**** EXTRACTED ENTRIES ****
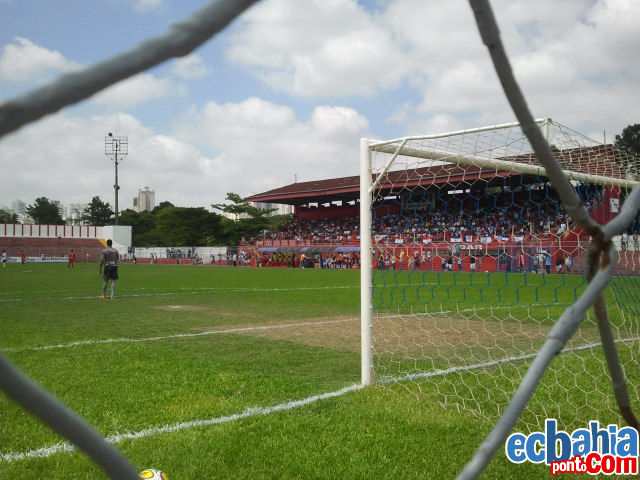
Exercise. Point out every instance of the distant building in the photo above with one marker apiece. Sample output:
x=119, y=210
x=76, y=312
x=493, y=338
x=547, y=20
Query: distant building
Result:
x=19, y=208
x=76, y=210
x=145, y=201
x=281, y=209
x=62, y=210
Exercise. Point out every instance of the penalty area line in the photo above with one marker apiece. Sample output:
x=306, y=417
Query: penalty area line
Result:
x=177, y=335
x=175, y=427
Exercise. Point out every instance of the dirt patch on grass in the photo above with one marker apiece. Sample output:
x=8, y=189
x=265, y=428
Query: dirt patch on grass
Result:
x=415, y=336
x=182, y=308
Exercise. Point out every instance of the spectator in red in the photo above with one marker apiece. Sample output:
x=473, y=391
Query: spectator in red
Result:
x=72, y=258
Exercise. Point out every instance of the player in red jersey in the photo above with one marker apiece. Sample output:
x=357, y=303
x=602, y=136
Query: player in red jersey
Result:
x=72, y=258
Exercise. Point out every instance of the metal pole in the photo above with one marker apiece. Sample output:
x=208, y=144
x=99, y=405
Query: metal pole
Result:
x=116, y=185
x=366, y=311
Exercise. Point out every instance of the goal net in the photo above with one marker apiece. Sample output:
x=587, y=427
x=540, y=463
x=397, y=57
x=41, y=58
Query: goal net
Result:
x=473, y=260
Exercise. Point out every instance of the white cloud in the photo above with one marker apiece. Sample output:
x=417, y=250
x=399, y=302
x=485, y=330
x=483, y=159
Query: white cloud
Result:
x=261, y=145
x=138, y=89
x=320, y=48
x=191, y=66
x=24, y=59
x=255, y=145
x=146, y=5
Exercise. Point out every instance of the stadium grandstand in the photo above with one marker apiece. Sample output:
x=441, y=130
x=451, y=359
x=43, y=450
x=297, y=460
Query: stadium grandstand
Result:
x=450, y=217
x=52, y=243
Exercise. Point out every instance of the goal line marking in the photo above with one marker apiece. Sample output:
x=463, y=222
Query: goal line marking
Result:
x=78, y=343
x=148, y=432
x=254, y=411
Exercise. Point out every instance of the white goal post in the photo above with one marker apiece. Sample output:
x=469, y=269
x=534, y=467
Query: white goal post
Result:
x=468, y=257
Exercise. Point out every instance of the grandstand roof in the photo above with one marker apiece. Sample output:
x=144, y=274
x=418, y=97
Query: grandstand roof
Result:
x=348, y=188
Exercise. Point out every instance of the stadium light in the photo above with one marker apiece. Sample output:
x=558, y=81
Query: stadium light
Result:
x=116, y=148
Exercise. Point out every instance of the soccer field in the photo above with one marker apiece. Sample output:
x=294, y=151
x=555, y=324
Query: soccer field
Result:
x=219, y=372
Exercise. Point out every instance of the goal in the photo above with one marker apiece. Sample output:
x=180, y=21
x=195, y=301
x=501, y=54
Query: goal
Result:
x=468, y=259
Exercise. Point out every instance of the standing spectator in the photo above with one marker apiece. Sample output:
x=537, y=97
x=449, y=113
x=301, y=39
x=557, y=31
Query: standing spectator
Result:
x=547, y=262
x=624, y=240
x=559, y=263
x=110, y=259
x=568, y=263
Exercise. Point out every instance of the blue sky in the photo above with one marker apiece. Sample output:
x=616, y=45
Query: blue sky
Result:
x=290, y=88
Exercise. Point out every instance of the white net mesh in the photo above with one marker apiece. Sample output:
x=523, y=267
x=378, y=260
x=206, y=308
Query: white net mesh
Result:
x=475, y=259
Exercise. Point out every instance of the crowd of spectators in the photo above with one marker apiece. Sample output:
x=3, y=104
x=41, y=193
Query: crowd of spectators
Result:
x=507, y=213
x=319, y=230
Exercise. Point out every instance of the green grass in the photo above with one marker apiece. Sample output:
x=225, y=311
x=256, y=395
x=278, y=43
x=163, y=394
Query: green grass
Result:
x=125, y=386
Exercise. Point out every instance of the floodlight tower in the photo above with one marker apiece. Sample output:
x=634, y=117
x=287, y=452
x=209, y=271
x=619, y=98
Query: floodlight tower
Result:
x=116, y=148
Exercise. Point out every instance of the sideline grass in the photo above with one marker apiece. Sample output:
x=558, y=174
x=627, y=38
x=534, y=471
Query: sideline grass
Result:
x=126, y=387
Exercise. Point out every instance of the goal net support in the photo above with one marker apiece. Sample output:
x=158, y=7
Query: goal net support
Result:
x=469, y=258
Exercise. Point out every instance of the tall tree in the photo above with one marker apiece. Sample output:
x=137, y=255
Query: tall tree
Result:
x=97, y=213
x=629, y=140
x=143, y=228
x=162, y=205
x=44, y=212
x=254, y=222
x=8, y=217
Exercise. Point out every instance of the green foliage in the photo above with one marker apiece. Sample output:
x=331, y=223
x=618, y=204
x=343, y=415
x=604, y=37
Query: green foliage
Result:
x=629, y=140
x=97, y=213
x=161, y=206
x=142, y=223
x=44, y=212
x=8, y=217
x=252, y=222
x=183, y=227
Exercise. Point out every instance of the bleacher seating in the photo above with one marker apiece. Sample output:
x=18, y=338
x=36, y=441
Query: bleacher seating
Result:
x=85, y=249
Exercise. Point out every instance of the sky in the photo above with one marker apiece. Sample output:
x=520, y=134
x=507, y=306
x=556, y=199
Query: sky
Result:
x=287, y=91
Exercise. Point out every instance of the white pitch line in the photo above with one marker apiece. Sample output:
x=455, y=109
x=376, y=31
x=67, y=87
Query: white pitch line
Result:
x=242, y=329
x=254, y=411
x=117, y=438
x=177, y=335
x=192, y=291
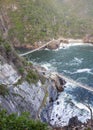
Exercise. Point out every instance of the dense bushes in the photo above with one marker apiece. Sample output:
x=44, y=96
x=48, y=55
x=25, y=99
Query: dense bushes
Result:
x=23, y=122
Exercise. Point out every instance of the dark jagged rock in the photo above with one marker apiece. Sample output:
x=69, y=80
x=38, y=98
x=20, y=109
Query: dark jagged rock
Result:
x=88, y=39
x=74, y=122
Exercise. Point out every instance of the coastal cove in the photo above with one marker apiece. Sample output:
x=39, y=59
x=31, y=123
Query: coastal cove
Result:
x=74, y=61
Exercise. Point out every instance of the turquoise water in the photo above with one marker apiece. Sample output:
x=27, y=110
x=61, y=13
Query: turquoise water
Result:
x=75, y=62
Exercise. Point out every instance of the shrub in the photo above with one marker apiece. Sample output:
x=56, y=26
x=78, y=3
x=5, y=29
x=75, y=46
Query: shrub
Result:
x=22, y=122
x=3, y=90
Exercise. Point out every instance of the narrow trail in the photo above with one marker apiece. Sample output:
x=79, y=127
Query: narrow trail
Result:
x=68, y=79
x=29, y=52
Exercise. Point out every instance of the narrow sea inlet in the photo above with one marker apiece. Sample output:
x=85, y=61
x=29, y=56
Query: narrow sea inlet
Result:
****
-- EXERCISE DESCRIPTION --
Copy every one of the lines above word for word, and leave the pictures out of your copy.

-- OUTPUT OF THE TASK --
Exercise. Point out every instance of the distant building in the photo above with one marker apiece. Sample output:
x=119, y=210
x=76, y=312
x=493, y=338
x=547, y=20
Query: distant building
Result:
x=19, y=208
x=76, y=210
x=145, y=201
x=281, y=209
x=62, y=210
Exercise. Point out every instance of the penalty area line in the photo above with one marker apiece. Sample output:
x=306, y=417
Query: penalty area line
Result:
x=177, y=335
x=175, y=427
Exercise. Point out every instance of the dirt patch on grass in the photo above with one marker apiece. Sample output:
x=8, y=189
x=265, y=428
Query: dirt patch on grass
Result:
x=415, y=336
x=182, y=308
Exercise. Point out every instance of the spectator in red in the photo above with one marker apiece. Sample output:
x=473, y=391
Query: spectator in red
Result:
x=72, y=258
Exercise. Point out every instance of the player in red jersey in the photo above with one marker apiece. Sample output:
x=357, y=303
x=602, y=136
Query: player in red jersey
Result:
x=72, y=258
Exercise. Point out every instance of the metal pole in the photo above with one marker apiece. Sample output:
x=208, y=144
x=99, y=405
Query: metal pole
Result:
x=116, y=185
x=366, y=311
Exercise. Point out every instance of the goal net in the photo above with one marker apiece. Sample output:
x=587, y=427
x=540, y=463
x=397, y=57
x=41, y=58
Query: goal net
Result:
x=473, y=260
Exercise. Point out every instance of the white cloud in the photo above with one marker apiece. Sample output:
x=417, y=250
x=399, y=302
x=485, y=330
x=483, y=159
Query: white cloud
Result:
x=261, y=145
x=138, y=89
x=320, y=48
x=191, y=66
x=24, y=59
x=255, y=145
x=146, y=5
Exercise. Point out every instance of the stadium grandstand in the photo above with one marker apiece. Sample output:
x=441, y=130
x=451, y=359
x=43, y=450
x=297, y=460
Query: stadium grandstand
Result:
x=450, y=217
x=52, y=243
Exercise. Point out every instance of the goal line marking in the photo above with one marker apiece. Sample output:
x=463, y=222
Query: goal line marking
Result:
x=78, y=343
x=148, y=432
x=254, y=411
Exercise. Point out every instance of the white goal post in the photo above with one marker apiece. Sample output:
x=469, y=269
x=534, y=467
Query: white goal post
Result:
x=468, y=257
Exercise. Point out every instance of the grandstand roof in the photo above with one marker apiece. Sample output:
x=144, y=274
x=418, y=97
Query: grandstand roof
Result:
x=348, y=188
Exercise. Point out every instance of the stadium light in the photo above with one marker apiece. Sample output:
x=558, y=81
Query: stadium light
Result:
x=116, y=148
Exercise. Point out every instance of the soccer field in the photo above with one marker apiece. Sample output:
x=294, y=151
x=555, y=324
Query: soccer field
Result:
x=219, y=372
Exercise. Point out every instance of the goal in the photo above with one marker apiece. Sample output:
x=180, y=21
x=195, y=301
x=501, y=54
Query: goal
Result:
x=468, y=259
Exercise. Point out every instance of the standing spectator in the photo above with one marker apiece. Sample output:
x=537, y=97
x=449, y=113
x=301, y=39
x=557, y=31
Query: standing spectator
Result:
x=547, y=262
x=624, y=240
x=559, y=263
x=110, y=259
x=568, y=263
Exercise. Point out every instance of the blue sky in the photo above with one marker apiece. Sample output:
x=616, y=45
Query: blue sky
Result:
x=290, y=88
Exercise. Point out every instance of the white net mesh in the photo above with one marker apiece. Sample output:
x=523, y=267
x=378, y=260
x=206, y=308
Query: white net mesh
Result:
x=475, y=259
Exercise. Point out every instance of the crowd of spectators in the photo above with one marker apiece. Sample output:
x=3, y=104
x=41, y=193
Query: crowd of spectators
Result:
x=507, y=213
x=319, y=230
Exercise. Point out every instance of the green grass in the photo above with one marker apiece. Sample output:
x=225, y=311
x=256, y=395
x=278, y=43
x=163, y=394
Query: green grass
Result:
x=125, y=386
Exercise. Point out every instance of the floodlight tower in the photo above with one marker apiece. Sample output:
x=634, y=117
x=287, y=452
x=209, y=271
x=619, y=98
Query: floodlight tower
Result:
x=116, y=148
Exercise. Point out every instance of the sideline grass in the photo above with one marker apiece. Sample output:
x=558, y=174
x=627, y=38
x=534, y=471
Query: sideline grass
Result:
x=126, y=387
Exercise. Point out every instance of the goal net support in the photo above with one marker apiece. Sample output:
x=158, y=7
Query: goal net support
Result:
x=469, y=258
Exercise. Point out every instance of the tall tree in the photo above with one marker apiece. Sample output:
x=137, y=255
Query: tall tree
Result:
x=97, y=213
x=629, y=140
x=143, y=228
x=162, y=205
x=44, y=212
x=254, y=222
x=8, y=217
Exercise. Point out every instance of the green foliage in the photo above with one marker apiece. Sample output:
x=331, y=223
x=618, y=204
x=343, y=415
x=604, y=37
Query: green foliage
Result:
x=629, y=140
x=97, y=213
x=161, y=206
x=142, y=223
x=44, y=212
x=8, y=217
x=252, y=222
x=183, y=227
Exercise. Point out every instance of the bleacher seating in the photo above with one marker apiece. Sample output:
x=18, y=338
x=36, y=441
Query: bleacher seating
Result:
x=85, y=249
Exercise. Point out every instance of the sky in the photo above with one marker apiece. Sample output:
x=520, y=134
x=507, y=306
x=556, y=199
Query: sky
Result:
x=287, y=91
Exercise. Point out every instance of the white pitch line in the photo above with one marker apiece. Sample output:
x=455, y=109
x=376, y=31
x=67, y=87
Query: white pitch line
Result:
x=242, y=329
x=254, y=411
x=117, y=438
x=177, y=335
x=192, y=291
Exercise. Point out every instance of the dense bushes in the photo above with one marker apiece. Sample output:
x=44, y=96
x=48, y=55
x=25, y=99
Query: dense bushes
Result:
x=23, y=122
Exercise. Point out every instance of the dark jagged rock in the photo above with one marker apiece. Sample output:
x=69, y=80
x=38, y=98
x=20, y=109
Query: dark jagged rock
Result:
x=88, y=39
x=74, y=122
Exercise. Point out every instance of the coastal cove in the photo above with one marker apiece. Sample output:
x=39, y=59
x=31, y=123
Query: coastal cove
Result:
x=74, y=61
Exercise. Point out every instance of the turquoise water in the photo above with one marker apiece. Sample output:
x=27, y=110
x=61, y=13
Query: turquoise water
Result:
x=75, y=62
Exercise. Point out every instance of the shrub in the photo above with one marker apiece. Sample output:
x=56, y=26
x=78, y=3
x=5, y=29
x=75, y=46
Query: shrub
Result:
x=22, y=122
x=3, y=90
Exercise. Point out every instance of the narrow trail in the photo above with one marker apiece. Sample output:
x=79, y=127
Query: narrow trail
Result:
x=68, y=79
x=29, y=52
Exercise. Point out every instance of the narrow sea inlet in the photo above with one marker apiece. Sample output:
x=85, y=61
x=29, y=56
Query: narrow sea inlet
Result:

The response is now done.